Exercise objective
Rewrite the data below with each "grassy bank" changed to "sandy shore" and everything else left as it is. Leave out the pictures.
-- START Listing --
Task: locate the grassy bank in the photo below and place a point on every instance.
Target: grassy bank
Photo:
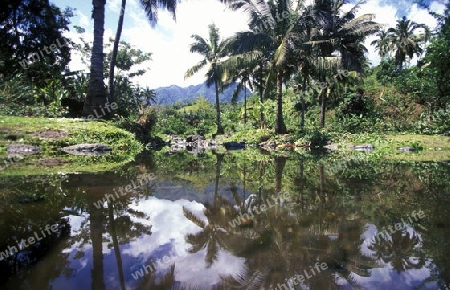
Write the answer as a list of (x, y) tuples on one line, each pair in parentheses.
[(51, 134), (427, 147)]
-- END Listing --
The answer
Task: locate the sandy shore in the photo below and place a point on every instance.
Target: sandy shore
Photo:
Write the answer as a list of (x, y) tuples on one line, each pair in parentheses.
[(51, 134), (427, 147)]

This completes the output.